**Text section:**
-- begin --
** Description changed:

  OBS: I have split this bug into 2 bugs:
-      - fence-agents (this) and pacemaker (LP: #1866119)
+      - fence-agents (this) and pacemaker (LP: #1866119)
  
  #### SRU: fence-agents
  
  [Impact]
  
   * fence_scsi is not currently working in a share disk environment
  
   * all clusters relying in fence_scsi and/or fence_scsi + watchdog won't
  be able to start the fencing agents OR, in worst case scenarios, the
  fence_scsi agent might start but won't make scsi reservations in the
  shared scsi disk.
  
  [Test Case]
  
   * having a 3-node setup, nodes called "clubionic01, clubionic02,
  clubionic03", with a shared scsi disk (fully supporting persistent
  reservations) /dev/sda, one might try the following command:
  
  sudo fence_scsi --verbose -n clubionic01 -d /dev/sda -k 3abe0000 -o off
  
  from nodes "clubionic02 or clubionic03" and check if the reservation
  worked:
  
  (k)rafaeldtinoco@clubionic02:~$ sudo sg_persist --in --read-keys 
--device=/dev/sda
    LIO-ORG   cluster.bionic.   4.0
    Peripheral device type: disk
    PR generation=0x0, there are NO registered reservation keys
  
  (k)rafaeldtinoco@clubionic02:~$ sudo sg_persist -r /dev/sda
    LIO-ORG   cluster.bionic.   4.0
    Peripheral device type: disk
    PR generation=0x0, there is NO reservation held
  
   * having a 3-node setup, nodes called "clubionic01, clubionic02,
  clubionic03", with a shared scsi disk (fully supporting persistent
  reservations) /dev/sda, with corosync and pacemaker operational and
  running, one might try:
  
  rafaeldtinoco@clubionic01:~$ crm configure
  crm(live)configure# property stonith-enabled=on
  crm(live)configure# property stonith-action=off
  crm(live)configure# property no-quorum-policy=stop
  crm(live)configure# property have-watchdog=true
  crm(live)configure# property symmetric-cluster=true
  crm(live)configure# commit
  crm(live)configure# end
  crm(live)# end
  
  rafaeldtinoco@clubionic01:~$ crm configure primitive fence_clubionic \
      stonith:fence_scsi params \
      pcmk_host_list="clubionic01 clubionic02 clubionic03" \
      devices="/dev/sda" \
      meta provides=unfencing
  
  And see that crm_mon won't show fence_clubionic resource operational.
  
  [Regression Potential]
+ 
+  * Fix involves adding new cmdline and stdin arguments to the fencing
+ agents. Both changes in that direction (normalizing "-" with "_" and
+ deprecating some commands in favor of others) keep the existing commands
+ working and allow the new commands to work as well (that part is the
+ fix, because of the integration with pacemaker).
  
   * Comments #3 and #4 show this new version fully working.
-- end --
**Objective 1:**
Reproduce the bug description starting at "rafaeldtinoco@clubionic01:~$ crm configure primitive" and ending at "fence_clubionic resource operational.", substituting "unfencing-on-start" for "unfencing".

**Working data:**
-- begin --
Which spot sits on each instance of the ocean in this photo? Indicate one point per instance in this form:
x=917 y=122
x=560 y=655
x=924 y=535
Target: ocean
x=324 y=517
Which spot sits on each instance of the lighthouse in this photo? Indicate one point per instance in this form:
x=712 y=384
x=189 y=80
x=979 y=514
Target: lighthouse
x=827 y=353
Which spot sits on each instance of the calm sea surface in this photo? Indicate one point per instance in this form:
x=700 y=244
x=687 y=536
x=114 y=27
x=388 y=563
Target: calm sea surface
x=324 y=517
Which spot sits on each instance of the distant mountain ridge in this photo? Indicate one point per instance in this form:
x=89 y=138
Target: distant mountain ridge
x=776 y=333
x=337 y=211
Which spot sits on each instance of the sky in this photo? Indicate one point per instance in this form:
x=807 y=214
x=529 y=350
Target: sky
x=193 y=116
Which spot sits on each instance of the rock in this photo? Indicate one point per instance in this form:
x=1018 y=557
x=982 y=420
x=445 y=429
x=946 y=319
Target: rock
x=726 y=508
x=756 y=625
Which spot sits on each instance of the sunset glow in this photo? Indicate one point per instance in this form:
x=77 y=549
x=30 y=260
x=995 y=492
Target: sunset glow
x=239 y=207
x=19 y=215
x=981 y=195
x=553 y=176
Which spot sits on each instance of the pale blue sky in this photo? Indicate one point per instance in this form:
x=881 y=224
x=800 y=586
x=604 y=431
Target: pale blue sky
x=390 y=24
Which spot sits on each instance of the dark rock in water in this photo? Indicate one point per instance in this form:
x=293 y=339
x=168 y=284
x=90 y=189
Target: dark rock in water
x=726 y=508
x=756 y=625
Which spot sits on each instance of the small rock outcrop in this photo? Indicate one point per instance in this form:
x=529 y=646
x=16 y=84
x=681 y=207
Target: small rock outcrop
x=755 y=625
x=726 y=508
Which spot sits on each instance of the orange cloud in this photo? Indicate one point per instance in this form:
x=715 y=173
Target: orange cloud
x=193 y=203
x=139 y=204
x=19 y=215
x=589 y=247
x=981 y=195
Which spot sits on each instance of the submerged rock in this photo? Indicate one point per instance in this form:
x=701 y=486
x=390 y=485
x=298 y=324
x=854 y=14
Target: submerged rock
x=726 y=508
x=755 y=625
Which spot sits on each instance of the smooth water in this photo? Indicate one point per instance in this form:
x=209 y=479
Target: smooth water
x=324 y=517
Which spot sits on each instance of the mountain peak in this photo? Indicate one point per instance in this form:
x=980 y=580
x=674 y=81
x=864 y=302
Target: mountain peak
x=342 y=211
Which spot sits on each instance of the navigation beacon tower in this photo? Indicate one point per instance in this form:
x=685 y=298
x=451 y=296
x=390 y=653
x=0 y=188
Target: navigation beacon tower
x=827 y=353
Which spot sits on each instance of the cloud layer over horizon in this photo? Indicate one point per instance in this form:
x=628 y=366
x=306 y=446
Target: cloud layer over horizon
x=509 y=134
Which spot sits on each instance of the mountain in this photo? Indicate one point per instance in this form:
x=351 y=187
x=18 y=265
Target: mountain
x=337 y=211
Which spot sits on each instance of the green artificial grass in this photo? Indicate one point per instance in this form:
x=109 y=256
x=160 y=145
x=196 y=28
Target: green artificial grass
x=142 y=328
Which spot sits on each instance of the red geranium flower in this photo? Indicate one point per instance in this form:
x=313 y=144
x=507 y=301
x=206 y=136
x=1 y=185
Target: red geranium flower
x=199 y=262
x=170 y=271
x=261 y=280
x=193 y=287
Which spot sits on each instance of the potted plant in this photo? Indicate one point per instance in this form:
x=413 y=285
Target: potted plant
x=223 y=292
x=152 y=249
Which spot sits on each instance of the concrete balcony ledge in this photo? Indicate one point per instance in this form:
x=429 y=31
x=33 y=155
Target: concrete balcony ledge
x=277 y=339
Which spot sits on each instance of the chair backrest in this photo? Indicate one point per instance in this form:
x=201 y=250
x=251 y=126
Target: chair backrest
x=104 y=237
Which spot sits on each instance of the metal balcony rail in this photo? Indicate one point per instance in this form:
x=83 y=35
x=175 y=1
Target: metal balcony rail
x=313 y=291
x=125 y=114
-- end --
**Objective 2:**
Pull out every line of the listing that contains the string "ridge".

**Exercise result 1:**
rafaeldtinoco@clubionic01:~$ crm configure primitive fence_clubionic \
      stonith:fence_scsi params \
      pcmk_host_list="clubionic01 clubionic02 clubionic03" \
      devices="/dev/sda" \
      meta provides=unfencing-on-start
  
  And see that crm_mon won't show fence_clubionic resource operational.

**Exercise result 2:**
Which spot sits on each instance of the distant mountain ridge in this photo? Indicate one point per instance in this form:
Target: distant mountain ridge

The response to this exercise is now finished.